━━━ INPUT DATA

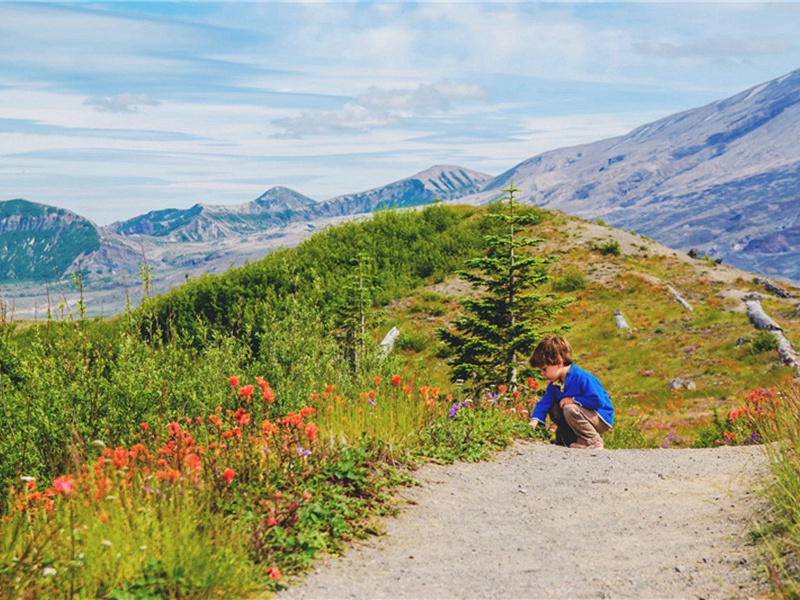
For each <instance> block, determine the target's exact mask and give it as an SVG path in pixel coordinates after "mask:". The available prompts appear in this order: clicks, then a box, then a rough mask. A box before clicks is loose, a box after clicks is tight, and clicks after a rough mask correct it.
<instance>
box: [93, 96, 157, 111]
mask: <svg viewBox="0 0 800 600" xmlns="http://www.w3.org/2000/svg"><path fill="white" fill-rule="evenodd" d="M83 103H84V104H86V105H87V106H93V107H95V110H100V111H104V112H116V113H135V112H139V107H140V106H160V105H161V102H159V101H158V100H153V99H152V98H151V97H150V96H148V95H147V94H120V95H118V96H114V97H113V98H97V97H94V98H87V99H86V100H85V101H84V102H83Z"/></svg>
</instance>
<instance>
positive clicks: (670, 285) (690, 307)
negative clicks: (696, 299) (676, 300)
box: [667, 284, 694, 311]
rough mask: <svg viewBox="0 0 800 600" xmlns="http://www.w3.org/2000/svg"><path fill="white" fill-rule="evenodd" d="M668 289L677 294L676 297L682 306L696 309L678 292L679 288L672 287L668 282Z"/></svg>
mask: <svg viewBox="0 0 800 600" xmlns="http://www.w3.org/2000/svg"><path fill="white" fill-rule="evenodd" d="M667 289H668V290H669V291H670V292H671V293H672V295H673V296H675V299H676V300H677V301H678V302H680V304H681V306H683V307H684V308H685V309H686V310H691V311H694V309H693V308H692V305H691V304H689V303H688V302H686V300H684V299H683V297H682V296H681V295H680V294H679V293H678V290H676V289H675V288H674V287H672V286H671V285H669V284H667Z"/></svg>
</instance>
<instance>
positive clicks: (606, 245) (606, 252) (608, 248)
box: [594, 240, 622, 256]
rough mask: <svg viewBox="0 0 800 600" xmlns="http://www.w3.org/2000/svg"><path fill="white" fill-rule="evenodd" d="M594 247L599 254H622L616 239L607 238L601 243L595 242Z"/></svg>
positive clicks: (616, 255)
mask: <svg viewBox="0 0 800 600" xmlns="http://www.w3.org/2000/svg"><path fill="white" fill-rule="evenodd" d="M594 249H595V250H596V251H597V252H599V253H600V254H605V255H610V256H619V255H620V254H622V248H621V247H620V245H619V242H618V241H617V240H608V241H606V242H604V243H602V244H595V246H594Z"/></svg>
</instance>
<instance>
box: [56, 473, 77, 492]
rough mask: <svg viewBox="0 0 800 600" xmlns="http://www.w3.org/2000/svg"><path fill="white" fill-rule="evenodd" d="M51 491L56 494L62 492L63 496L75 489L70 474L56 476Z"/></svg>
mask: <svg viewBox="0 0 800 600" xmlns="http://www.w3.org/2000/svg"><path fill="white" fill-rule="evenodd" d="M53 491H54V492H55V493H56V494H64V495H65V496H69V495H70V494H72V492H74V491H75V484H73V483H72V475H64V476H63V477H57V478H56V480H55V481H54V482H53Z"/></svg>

━━━━━━
━━━ INPUT DATA

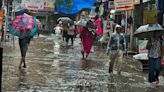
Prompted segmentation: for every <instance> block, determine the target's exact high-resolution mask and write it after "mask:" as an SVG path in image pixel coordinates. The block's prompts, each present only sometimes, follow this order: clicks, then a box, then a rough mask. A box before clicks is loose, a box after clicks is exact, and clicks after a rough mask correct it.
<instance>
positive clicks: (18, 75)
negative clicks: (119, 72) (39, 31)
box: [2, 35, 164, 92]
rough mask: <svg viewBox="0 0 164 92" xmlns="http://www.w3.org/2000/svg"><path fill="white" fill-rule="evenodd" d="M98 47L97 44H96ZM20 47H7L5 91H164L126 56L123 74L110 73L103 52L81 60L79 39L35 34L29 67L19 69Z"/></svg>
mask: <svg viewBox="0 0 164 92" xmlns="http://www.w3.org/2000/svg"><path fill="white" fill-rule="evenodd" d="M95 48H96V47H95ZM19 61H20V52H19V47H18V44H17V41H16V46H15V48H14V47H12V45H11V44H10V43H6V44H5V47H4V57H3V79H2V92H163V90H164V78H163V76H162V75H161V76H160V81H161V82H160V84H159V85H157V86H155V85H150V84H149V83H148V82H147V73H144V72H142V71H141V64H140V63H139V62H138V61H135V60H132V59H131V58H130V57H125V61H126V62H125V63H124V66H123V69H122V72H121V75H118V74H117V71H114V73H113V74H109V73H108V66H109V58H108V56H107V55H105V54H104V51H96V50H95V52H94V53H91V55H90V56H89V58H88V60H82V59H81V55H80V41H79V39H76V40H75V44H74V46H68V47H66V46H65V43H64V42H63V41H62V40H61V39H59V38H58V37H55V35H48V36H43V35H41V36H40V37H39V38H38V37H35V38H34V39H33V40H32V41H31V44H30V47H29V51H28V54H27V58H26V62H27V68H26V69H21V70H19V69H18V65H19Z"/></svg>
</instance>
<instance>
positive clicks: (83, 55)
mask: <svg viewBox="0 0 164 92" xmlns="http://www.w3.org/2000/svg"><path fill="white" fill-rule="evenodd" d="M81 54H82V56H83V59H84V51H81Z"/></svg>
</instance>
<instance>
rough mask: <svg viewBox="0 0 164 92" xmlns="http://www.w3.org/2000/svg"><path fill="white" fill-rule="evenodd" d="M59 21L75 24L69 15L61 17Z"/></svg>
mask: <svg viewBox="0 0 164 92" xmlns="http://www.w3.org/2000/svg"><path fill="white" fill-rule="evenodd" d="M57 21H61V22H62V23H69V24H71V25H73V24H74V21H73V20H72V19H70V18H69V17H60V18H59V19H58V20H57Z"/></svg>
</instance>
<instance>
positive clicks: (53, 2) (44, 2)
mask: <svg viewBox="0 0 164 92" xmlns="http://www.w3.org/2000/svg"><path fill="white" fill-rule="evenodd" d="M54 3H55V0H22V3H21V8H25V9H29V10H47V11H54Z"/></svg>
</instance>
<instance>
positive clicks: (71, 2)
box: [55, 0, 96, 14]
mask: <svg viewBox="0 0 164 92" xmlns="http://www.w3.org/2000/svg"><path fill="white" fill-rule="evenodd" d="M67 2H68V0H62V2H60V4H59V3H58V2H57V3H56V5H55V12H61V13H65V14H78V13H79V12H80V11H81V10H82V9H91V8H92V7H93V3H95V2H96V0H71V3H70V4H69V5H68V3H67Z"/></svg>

━━━━━━

_REQUIRED ACTION_
Please rewrite the listing from the line with "For each <instance>" up to and including the line with "box: [667, 284, 694, 311]" as a Markdown table with the columns Row and Line, numbering each row and omitting blank lines.

_TASK SOLUTION_
| Row | Line |
|---|---|
| 1 | For each <instance> block, determine the target's exact mask and give it as an SVG path in pixel coordinates after "mask:". The available prompts appear in this order: clicks, then a box, then a rough mask. A box before clicks is loose, a box after clicks is tight, and clicks after a rough mask correct it. |
| 2 | <instance> |
| 3 | box: [93, 96, 157, 111] |
| 4 | mask: <svg viewBox="0 0 800 600" xmlns="http://www.w3.org/2000/svg"><path fill="white" fill-rule="evenodd" d="M83 103H84V104H86V105H87V106H93V107H95V110H100V111H104V112H116V113H135V112H139V107H140V106H160V105H161V102H159V101H158V100H153V99H152V98H151V97H150V96H148V95H147V94H120V95H118V96H114V97H113V98H97V97H94V98H87V99H86V100H85V101H84V102H83Z"/></svg> |
| 5 | </instance> |
| 6 | <instance> |
| 7 | positive clicks: (670, 285) (690, 307) |
| 8 | negative clicks: (696, 299) (676, 300) |
| 9 | box: [667, 284, 694, 311] |